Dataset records
--- --- ---
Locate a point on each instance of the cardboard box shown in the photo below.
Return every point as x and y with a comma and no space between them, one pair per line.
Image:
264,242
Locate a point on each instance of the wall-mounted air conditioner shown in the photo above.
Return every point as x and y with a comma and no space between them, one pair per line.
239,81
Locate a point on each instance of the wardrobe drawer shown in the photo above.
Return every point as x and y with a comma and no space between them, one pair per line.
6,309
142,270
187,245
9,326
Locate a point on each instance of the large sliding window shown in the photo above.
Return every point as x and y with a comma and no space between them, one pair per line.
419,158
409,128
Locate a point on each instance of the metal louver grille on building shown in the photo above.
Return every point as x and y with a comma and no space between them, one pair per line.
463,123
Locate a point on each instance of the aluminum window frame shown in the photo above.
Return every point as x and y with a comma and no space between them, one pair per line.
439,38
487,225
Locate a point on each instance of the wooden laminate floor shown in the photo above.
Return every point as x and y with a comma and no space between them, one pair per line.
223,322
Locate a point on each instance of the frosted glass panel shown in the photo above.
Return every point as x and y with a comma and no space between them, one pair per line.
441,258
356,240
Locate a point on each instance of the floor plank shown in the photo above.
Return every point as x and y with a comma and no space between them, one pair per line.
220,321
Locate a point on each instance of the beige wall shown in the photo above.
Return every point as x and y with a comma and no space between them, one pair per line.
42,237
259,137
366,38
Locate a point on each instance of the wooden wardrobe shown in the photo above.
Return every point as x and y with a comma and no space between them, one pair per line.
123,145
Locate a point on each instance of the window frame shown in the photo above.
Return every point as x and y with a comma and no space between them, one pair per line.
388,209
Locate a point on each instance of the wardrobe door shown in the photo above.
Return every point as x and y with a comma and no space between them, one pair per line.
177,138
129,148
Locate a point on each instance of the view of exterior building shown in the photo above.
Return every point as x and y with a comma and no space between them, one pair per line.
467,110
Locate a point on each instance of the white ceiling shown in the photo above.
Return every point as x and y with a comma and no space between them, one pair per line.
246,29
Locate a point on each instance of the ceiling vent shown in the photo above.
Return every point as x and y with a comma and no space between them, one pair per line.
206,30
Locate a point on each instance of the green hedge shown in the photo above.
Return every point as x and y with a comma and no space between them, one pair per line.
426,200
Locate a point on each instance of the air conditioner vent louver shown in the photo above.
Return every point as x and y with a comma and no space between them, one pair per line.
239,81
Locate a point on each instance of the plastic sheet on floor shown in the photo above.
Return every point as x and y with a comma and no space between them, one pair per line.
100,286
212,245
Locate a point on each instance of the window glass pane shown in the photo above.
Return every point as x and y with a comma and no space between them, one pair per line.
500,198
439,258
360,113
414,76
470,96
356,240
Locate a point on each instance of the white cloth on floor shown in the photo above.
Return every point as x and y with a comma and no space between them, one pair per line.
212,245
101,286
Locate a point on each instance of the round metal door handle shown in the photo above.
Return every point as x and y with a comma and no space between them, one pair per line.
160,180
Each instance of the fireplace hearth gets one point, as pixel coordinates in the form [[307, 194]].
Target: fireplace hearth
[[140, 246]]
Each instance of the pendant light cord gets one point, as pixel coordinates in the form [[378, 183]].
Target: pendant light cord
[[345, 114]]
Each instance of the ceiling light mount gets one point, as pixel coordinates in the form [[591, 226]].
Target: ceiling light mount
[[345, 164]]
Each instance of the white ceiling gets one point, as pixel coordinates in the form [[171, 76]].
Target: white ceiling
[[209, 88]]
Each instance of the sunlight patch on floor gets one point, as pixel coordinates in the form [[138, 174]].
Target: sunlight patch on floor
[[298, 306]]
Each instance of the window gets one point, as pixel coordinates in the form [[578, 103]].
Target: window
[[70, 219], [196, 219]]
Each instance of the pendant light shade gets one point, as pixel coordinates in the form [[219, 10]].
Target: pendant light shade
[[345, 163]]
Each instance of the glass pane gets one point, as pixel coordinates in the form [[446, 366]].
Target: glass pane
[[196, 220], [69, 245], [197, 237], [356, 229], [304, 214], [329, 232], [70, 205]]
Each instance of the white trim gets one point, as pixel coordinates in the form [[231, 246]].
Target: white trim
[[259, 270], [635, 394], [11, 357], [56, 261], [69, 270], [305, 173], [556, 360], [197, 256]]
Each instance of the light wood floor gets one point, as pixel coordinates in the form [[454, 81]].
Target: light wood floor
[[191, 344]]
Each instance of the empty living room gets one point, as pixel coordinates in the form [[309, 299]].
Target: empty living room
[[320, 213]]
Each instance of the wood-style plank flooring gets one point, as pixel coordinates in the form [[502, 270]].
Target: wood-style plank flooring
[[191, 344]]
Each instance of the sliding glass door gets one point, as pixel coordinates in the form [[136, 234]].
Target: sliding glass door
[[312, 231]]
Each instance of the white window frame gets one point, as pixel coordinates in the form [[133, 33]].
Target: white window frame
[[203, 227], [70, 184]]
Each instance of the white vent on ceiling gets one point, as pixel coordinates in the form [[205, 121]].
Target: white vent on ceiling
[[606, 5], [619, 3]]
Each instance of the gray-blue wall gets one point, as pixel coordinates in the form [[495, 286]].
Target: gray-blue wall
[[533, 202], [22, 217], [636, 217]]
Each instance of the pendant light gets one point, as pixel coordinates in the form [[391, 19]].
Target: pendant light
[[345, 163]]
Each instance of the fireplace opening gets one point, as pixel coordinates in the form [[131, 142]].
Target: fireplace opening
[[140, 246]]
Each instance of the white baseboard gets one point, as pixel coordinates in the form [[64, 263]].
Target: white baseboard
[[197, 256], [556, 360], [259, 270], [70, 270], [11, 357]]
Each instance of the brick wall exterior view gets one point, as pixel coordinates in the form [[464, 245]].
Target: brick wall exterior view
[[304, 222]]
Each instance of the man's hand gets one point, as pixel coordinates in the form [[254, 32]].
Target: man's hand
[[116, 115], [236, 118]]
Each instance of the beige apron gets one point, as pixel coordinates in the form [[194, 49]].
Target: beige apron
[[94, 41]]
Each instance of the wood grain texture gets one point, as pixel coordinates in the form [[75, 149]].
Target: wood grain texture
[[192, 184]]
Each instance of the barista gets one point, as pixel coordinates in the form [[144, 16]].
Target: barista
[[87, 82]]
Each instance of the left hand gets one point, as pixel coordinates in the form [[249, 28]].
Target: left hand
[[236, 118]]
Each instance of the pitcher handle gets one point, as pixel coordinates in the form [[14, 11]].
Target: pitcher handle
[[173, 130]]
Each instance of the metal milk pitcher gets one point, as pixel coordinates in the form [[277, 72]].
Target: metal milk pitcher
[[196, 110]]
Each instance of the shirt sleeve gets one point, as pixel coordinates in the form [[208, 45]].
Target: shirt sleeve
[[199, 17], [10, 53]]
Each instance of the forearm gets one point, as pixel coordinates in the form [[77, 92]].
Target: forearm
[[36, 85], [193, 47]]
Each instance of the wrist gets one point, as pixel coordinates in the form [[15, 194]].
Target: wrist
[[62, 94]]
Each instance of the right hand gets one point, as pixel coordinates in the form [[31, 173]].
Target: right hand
--- --- ---
* TASK
Transcribe the lines from the first line of the records through the line that contains "Locate a point on each instance of the frosted", both included, and add nothing else.

* ANSWER TO THE EXERCISE
Locate a point on each instance of the cardboard box shown in the photo below.
Return every point as x and y with a comma and no space between them, one pair per line.
Image:
264,242
Locate a point on each instance of the wall-mounted air conditioner shown in the photo above.
Return every point as x and y with a comma and no space between them, one pair per line.
239,81
Locate a point on each instance of the wardrobe drawer shown in the photo above.
Return every point as x and y with a comma and no space between them, one pair per line.
6,309
142,270
187,245
9,326
Locate a point on each instance of the large sliding window shown in the photo above.
Return every point as x and y with a comma and no space between them, one pair per line.
419,158
409,128
Locate a point on each instance of the metal louver grille on building shown in the photo above.
Return every point as x and y with a comma and no space between them, one pair per line.
463,123
Locate a point on each instance of the aluminum window frame shown in the photo above.
Return every point as x and y with a comma and no space between them, one pair per line.
439,38
487,225
Locate a point on each instance of the wooden laminate floor shown in the photo above.
Return every point as x and y with a comma and no space between them, one pair per line.
223,322
Locate a point on each instance of the frosted glass panel shown in the photo above.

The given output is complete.